━━ Given data ━━

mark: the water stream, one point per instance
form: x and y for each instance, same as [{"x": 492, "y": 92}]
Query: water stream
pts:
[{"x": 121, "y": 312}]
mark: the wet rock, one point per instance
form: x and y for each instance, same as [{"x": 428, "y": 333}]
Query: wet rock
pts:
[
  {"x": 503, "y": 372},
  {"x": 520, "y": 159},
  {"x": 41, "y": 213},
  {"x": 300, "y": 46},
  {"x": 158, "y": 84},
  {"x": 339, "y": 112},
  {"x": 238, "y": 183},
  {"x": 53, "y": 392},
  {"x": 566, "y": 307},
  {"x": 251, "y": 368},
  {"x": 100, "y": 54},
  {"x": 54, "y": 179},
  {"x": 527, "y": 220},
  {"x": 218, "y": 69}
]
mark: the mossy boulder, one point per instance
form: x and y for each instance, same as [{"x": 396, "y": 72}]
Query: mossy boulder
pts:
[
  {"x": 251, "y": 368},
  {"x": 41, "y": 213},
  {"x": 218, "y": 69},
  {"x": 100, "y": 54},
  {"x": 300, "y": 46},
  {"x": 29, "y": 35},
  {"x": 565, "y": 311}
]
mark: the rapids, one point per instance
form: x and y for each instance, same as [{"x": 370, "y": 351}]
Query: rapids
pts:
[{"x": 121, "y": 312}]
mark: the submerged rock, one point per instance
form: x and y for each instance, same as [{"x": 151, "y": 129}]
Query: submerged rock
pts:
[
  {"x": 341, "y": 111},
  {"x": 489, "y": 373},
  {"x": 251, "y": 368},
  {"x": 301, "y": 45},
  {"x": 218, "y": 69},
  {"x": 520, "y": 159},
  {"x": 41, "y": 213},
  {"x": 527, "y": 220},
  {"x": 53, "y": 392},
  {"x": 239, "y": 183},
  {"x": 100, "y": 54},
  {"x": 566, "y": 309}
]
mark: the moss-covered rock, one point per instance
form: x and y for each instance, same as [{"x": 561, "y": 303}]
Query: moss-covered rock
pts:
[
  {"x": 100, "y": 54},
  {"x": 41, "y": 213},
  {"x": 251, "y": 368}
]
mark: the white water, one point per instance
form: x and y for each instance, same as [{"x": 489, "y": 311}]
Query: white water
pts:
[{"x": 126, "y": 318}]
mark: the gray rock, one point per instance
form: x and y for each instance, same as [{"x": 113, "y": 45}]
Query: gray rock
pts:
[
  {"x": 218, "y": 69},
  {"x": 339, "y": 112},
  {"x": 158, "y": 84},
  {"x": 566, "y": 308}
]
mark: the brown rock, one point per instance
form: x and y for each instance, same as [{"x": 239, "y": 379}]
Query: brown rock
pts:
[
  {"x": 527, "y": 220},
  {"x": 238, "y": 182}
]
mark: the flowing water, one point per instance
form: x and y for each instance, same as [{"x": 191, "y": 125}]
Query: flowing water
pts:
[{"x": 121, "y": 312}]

━━━

→ Set problem
Emit the full listing verbatim.

→ Exercise output
mark: the water stream, one point per instance
form: x and y for each instance, same as [{"x": 492, "y": 92}]
Query: water stream
pts:
[{"x": 121, "y": 312}]
mark: the wet rock, one point per instance
form: x and y for each instance, same as [{"x": 428, "y": 333}]
Query: wet rock
pts:
[
  {"x": 503, "y": 372},
  {"x": 520, "y": 159},
  {"x": 41, "y": 213},
  {"x": 300, "y": 46},
  {"x": 158, "y": 84},
  {"x": 339, "y": 112},
  {"x": 238, "y": 183},
  {"x": 53, "y": 392},
  {"x": 566, "y": 307},
  {"x": 251, "y": 368},
  {"x": 100, "y": 54},
  {"x": 54, "y": 179},
  {"x": 527, "y": 220},
  {"x": 218, "y": 69}
]
mark: the mossy boulder, one point per instance
form: x and y for each instance, same as [{"x": 396, "y": 72}]
Query: mossy boulder
pts:
[
  {"x": 251, "y": 368},
  {"x": 41, "y": 213},
  {"x": 218, "y": 69},
  {"x": 100, "y": 54},
  {"x": 300, "y": 46},
  {"x": 29, "y": 35},
  {"x": 565, "y": 311}
]
mark: the rapids, one point per instance
form: x and y for each instance, same as [{"x": 370, "y": 351}]
Query: rapids
pts:
[{"x": 121, "y": 312}]
mark: the submerged rock, one point per instance
form: x and y for each instance, same as [{"x": 151, "y": 129}]
Query: submerged rock
pts:
[
  {"x": 341, "y": 111},
  {"x": 489, "y": 373},
  {"x": 251, "y": 368},
  {"x": 301, "y": 45},
  {"x": 218, "y": 69},
  {"x": 520, "y": 159},
  {"x": 41, "y": 213},
  {"x": 527, "y": 220},
  {"x": 53, "y": 392},
  {"x": 239, "y": 183},
  {"x": 100, "y": 54},
  {"x": 566, "y": 309}
]
mark: the moss-covered rock, one point per instance
form: x and y for each instance, same as [{"x": 561, "y": 303}]
Query: moss-covered rock
pts:
[
  {"x": 100, "y": 54},
  {"x": 41, "y": 213},
  {"x": 251, "y": 368}
]
mark: the white water, one point per instance
form: x and y for each instance, same as [{"x": 489, "y": 311}]
Query: white water
pts:
[{"x": 126, "y": 318}]
mark: the gray rock, one point per instance
form: x and y for each instance, same as [{"x": 113, "y": 45}]
Query: gray rock
pts:
[
  {"x": 218, "y": 69},
  {"x": 339, "y": 112},
  {"x": 158, "y": 84},
  {"x": 566, "y": 308}
]
mark: the brown rock, one point per instance
form: x and y for each instance, same as [{"x": 239, "y": 379}]
Query: brown rock
pts:
[
  {"x": 527, "y": 220},
  {"x": 238, "y": 182}
]
mark: the flowing water, one point per instance
form: x and y for each instance, same as [{"x": 191, "y": 125}]
Query: flowing water
pts:
[{"x": 121, "y": 312}]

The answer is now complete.